- [Exercise description]:
Copy all of the material below verbatim, omitting the pictures.

(Material from a data source)
'''
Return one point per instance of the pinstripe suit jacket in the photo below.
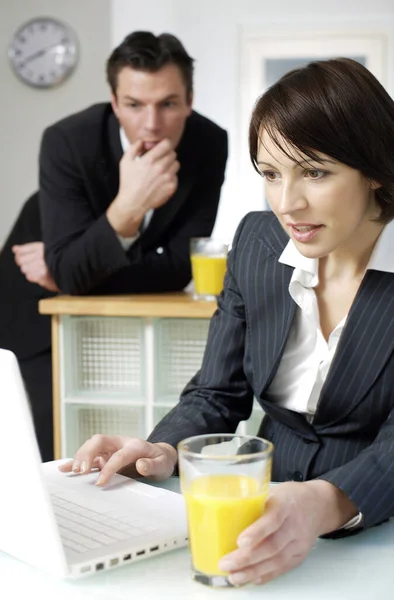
(351, 440)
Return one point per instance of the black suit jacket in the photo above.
(79, 178)
(22, 329)
(351, 440)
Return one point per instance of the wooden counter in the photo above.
(180, 305)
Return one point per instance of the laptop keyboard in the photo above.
(83, 527)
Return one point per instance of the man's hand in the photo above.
(146, 182)
(126, 455)
(296, 514)
(30, 260)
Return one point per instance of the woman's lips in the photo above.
(305, 232)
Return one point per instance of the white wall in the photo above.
(25, 111)
(211, 31)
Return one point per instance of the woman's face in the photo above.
(323, 206)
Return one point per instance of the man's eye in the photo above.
(269, 175)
'''
- [Response to this task]:
Return one point per instance of the pinstripe suit jacket in the photo below.
(351, 440)
Return one point per instance of the black suit jacket in the photo above.
(79, 178)
(22, 329)
(351, 440)
Return one point per instance of the wooden counter in the photo above.
(180, 305)
Return one point per instance of the laptop keyboard in the photo above.
(83, 527)
Return one point per instance of the man's hand in the photo above.
(146, 182)
(126, 455)
(296, 514)
(30, 260)
Return one point per instance of the woman's lips in the photo above.
(305, 232)
Return one point per instance of the white wall in the photo above.
(25, 111)
(211, 31)
Return one point per instance of the woman's face in the photo above.
(323, 206)
Return one point per instance of the man's eye in the photo above.
(269, 175)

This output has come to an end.